• Problem requirements:
Copy the part of the rows below that opens with the first line and closes with the line containing "[[217, 0, 279, 37]]", both ends included, reproducing every line exactly. Leave the pictures out of your answer.

• Raw records:
[start]
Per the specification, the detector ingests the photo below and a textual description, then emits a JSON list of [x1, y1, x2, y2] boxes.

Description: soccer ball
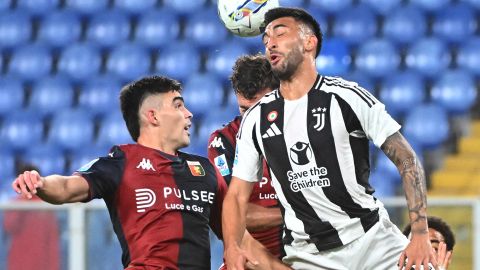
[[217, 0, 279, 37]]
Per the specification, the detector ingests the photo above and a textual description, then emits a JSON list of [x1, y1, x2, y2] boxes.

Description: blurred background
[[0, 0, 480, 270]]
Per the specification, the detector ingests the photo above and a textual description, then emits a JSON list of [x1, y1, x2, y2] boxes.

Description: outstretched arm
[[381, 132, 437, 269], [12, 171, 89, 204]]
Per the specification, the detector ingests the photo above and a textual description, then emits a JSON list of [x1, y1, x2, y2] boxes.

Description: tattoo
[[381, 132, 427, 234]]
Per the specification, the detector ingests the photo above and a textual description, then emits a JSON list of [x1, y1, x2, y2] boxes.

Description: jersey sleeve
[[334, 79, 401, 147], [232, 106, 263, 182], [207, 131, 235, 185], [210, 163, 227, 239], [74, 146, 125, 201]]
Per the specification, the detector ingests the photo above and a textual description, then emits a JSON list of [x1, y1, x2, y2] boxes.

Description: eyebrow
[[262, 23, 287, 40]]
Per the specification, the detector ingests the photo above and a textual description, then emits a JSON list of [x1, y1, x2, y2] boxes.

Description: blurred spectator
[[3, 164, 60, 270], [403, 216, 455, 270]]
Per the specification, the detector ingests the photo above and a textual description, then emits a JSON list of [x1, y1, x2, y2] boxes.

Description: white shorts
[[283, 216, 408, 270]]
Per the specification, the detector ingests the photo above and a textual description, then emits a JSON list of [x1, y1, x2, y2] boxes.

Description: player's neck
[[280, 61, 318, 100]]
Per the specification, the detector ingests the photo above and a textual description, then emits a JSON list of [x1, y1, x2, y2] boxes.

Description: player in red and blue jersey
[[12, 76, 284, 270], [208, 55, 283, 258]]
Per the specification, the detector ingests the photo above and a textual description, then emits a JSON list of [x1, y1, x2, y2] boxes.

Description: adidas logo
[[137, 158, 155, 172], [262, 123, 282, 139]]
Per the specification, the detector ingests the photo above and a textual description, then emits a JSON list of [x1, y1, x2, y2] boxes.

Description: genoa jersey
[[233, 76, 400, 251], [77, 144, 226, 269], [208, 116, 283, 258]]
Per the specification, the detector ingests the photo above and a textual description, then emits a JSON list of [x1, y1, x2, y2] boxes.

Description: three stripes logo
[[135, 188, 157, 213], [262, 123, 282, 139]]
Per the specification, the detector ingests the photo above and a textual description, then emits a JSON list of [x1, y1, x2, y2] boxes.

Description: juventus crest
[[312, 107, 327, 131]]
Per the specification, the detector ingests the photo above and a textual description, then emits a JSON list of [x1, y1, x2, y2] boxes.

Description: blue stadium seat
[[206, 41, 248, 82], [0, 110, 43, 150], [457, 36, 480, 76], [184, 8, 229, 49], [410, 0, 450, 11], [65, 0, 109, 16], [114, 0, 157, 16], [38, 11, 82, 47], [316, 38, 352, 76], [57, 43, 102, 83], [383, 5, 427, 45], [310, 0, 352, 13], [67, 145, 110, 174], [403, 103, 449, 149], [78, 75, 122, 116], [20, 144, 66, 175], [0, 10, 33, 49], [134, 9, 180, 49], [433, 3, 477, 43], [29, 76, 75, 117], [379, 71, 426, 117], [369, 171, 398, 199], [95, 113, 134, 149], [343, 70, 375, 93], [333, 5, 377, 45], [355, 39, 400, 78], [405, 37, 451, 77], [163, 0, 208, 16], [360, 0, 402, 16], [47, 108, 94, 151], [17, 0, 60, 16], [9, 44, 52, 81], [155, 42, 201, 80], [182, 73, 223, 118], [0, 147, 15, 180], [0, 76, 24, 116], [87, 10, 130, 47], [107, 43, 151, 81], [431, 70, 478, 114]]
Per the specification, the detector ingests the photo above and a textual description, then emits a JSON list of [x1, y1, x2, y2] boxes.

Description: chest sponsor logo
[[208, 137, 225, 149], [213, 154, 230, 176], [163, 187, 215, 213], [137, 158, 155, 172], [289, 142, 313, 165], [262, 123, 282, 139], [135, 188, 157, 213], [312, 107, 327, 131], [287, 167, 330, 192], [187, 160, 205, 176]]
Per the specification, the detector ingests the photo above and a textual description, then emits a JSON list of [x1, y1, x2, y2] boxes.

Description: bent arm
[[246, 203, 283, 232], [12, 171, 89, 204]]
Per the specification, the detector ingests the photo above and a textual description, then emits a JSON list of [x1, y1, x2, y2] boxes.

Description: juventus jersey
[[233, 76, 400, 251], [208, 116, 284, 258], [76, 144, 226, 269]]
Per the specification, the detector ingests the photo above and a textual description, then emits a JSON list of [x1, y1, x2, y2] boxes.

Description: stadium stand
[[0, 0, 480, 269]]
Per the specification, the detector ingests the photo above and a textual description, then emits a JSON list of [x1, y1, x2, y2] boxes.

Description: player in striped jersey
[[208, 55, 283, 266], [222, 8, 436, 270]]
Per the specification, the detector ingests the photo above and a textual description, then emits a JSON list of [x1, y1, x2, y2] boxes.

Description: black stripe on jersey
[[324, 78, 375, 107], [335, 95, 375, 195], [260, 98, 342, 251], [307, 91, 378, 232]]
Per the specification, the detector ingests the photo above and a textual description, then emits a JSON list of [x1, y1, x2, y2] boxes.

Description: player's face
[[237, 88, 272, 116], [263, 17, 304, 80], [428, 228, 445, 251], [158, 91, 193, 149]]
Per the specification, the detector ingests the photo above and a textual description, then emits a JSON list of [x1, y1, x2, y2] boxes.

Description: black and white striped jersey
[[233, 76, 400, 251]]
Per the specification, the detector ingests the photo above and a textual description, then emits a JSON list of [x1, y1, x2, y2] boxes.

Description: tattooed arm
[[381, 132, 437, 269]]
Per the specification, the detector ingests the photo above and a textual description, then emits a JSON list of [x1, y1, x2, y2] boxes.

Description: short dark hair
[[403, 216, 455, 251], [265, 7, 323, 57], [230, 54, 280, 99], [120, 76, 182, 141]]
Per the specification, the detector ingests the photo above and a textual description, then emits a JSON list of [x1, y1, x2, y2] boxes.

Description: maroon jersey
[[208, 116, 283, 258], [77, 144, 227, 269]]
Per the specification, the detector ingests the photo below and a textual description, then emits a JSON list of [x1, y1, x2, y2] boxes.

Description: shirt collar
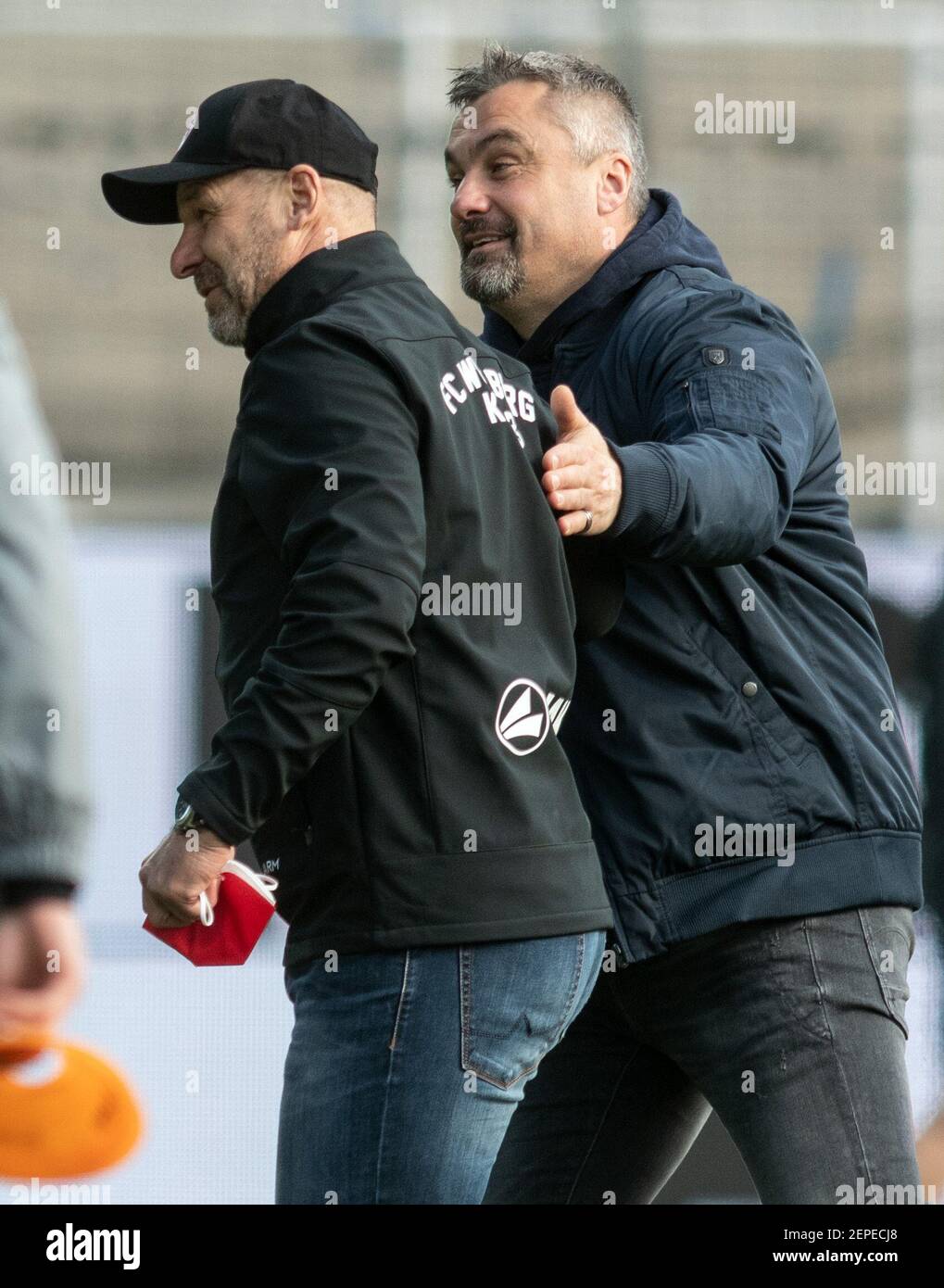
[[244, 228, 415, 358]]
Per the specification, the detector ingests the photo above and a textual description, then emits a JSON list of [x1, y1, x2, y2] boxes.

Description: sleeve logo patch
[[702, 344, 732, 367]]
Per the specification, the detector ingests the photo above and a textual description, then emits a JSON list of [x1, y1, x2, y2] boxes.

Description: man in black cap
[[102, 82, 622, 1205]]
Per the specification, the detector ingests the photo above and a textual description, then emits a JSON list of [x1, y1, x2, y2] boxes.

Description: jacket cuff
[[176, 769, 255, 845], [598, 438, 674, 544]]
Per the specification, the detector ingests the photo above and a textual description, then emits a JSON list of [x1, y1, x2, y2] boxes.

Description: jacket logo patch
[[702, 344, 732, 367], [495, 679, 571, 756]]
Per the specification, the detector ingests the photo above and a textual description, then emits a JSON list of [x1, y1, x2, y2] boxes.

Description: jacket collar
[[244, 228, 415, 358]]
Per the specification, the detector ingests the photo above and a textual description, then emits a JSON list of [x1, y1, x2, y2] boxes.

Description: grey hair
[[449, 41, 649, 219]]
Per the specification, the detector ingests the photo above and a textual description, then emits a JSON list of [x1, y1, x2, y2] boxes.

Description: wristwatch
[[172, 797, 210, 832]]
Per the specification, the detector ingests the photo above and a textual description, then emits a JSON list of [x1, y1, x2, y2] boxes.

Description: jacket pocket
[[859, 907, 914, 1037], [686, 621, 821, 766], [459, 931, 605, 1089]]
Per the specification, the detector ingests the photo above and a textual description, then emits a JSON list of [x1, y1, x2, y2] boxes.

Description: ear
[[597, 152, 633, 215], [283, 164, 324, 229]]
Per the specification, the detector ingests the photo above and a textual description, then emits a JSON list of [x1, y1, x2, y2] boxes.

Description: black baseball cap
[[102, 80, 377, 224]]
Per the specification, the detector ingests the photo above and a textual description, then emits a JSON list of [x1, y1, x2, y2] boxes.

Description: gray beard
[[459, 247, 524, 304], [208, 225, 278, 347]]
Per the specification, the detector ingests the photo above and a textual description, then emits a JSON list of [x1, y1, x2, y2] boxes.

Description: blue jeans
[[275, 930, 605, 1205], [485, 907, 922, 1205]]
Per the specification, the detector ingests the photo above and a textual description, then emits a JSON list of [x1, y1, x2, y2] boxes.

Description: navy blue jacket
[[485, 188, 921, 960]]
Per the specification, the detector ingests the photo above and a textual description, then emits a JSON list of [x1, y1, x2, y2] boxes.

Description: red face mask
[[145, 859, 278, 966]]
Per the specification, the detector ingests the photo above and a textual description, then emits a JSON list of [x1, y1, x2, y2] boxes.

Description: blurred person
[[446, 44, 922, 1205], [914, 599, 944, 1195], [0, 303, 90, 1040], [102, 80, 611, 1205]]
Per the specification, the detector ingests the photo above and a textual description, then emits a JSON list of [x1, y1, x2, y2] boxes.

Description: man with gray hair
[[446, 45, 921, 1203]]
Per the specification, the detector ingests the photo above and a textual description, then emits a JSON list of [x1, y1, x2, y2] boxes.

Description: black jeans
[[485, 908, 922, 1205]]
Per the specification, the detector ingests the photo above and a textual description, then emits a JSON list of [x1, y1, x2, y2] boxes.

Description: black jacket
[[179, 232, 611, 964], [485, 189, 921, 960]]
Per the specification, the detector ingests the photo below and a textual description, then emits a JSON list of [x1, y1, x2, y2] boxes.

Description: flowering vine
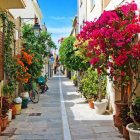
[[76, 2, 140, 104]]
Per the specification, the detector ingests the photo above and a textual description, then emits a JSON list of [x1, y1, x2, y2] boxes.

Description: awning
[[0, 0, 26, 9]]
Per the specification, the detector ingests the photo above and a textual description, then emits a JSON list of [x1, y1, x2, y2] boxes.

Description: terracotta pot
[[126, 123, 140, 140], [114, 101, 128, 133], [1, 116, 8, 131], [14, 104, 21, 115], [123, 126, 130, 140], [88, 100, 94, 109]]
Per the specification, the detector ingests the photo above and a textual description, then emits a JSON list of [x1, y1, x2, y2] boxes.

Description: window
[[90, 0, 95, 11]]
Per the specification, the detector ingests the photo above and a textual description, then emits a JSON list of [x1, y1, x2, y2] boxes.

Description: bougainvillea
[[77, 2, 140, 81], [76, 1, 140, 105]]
[end]
• Answer to this exercise:
Per the specification, the detector ingests the photo below and a textual description, then emits a JSON list of [x1, y1, x2, y2] boxes.

Description: soccer ball
[[217, 0, 279, 37]]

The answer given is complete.